Page extract ▸
━━━━━━━━━━━━━━━━

Benjamin Booker, Catfish and the Bottlemen, Broods

Benjamin Booker
Benjamin Booker
New Orleans young-gun Benjamin Booker often gets lumped into the blues-rock category with artists like The Black Keys and Gary Clark Jr. We’re not going to make the same mistake. Sure, blues influences abound, whether it’s the withered pleas on “Slow Coming” or that epic guitar solo at the end of “Have You Seen My Son.” But the spirited mix of everything from soul to folk on Booker’s 2014 debut indicates the 25-year-old has widespread appeal, whatever label is applied. Crowds that showed up early when Booker opened for Jack White last year ranged from bespectacled hipsters to mohawked punks and both left satisfied. See the up-and-comer at the Music Hall of Williamsburg in Brooklyn on April 3.

━━━━━━━━━━━━━━━━

Entries supplied ▸
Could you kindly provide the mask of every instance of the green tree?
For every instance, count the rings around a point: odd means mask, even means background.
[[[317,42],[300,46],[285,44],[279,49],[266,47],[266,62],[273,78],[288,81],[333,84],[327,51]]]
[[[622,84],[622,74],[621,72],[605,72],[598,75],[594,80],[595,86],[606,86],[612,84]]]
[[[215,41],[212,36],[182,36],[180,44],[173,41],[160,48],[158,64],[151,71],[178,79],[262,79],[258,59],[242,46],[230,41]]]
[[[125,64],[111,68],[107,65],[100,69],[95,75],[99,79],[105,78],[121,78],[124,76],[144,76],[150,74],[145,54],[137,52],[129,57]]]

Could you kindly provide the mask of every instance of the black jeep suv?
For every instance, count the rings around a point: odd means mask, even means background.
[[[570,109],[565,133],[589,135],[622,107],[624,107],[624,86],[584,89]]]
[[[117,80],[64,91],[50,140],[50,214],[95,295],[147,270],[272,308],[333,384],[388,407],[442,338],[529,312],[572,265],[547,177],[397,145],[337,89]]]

━━━━━━━━━━━━━━━━

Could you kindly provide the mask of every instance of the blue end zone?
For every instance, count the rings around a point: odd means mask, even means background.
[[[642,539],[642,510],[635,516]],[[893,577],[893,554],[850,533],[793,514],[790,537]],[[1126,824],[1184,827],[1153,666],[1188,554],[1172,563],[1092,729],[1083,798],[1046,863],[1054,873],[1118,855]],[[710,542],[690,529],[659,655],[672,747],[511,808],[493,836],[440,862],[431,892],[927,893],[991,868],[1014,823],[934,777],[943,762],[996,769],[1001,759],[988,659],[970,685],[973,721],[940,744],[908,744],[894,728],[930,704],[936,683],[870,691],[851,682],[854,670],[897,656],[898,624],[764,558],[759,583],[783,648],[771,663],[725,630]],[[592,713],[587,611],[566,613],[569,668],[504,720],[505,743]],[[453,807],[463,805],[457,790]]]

━━━━━━━━━━━━━━━━

Stated task A ▸ Gather every line of the listing that contains the string "provide", matching case exactly, and copy each one in full.
Stated task B ▸ Resume the Benjamin Booker concert write-up, picking up right after its final sentence.

Result A ▸
Could you kindly provide the mask of every instance of the green tree?
Could you kindly provide the mask of every instance of the black jeep suv?
Could you kindly provide the mask of every instance of the blue end zone?

Result B ▸
Catfish and the Bottlemen
The Balcony
Time for the occasional, but nonetheless requisite “big in Britain” update! Despite having a name that conjures up Hootie flashbacks, this London quartet is getting a lot of love in their home country for having Strokes-esque swagger and more hooks than the entire Kings of Leon catalog. Heck, by the time this issue comes out, songs like “Kathleen” and the anthemic “Cocoon” might already be invading the alt-radio sphere. As earnest as singer Van McCann (is that a rock star name or what?) can sound at times, there’s still a sense of cheekiness to their music that other arena-ready rock bands lack. Check out the hilarious music video for “Fallout” to get a sense of how they’re not taking themselves too seriously or, better yet, catch their live show when they play The Bowery Ballroom in Manhattan on March 9.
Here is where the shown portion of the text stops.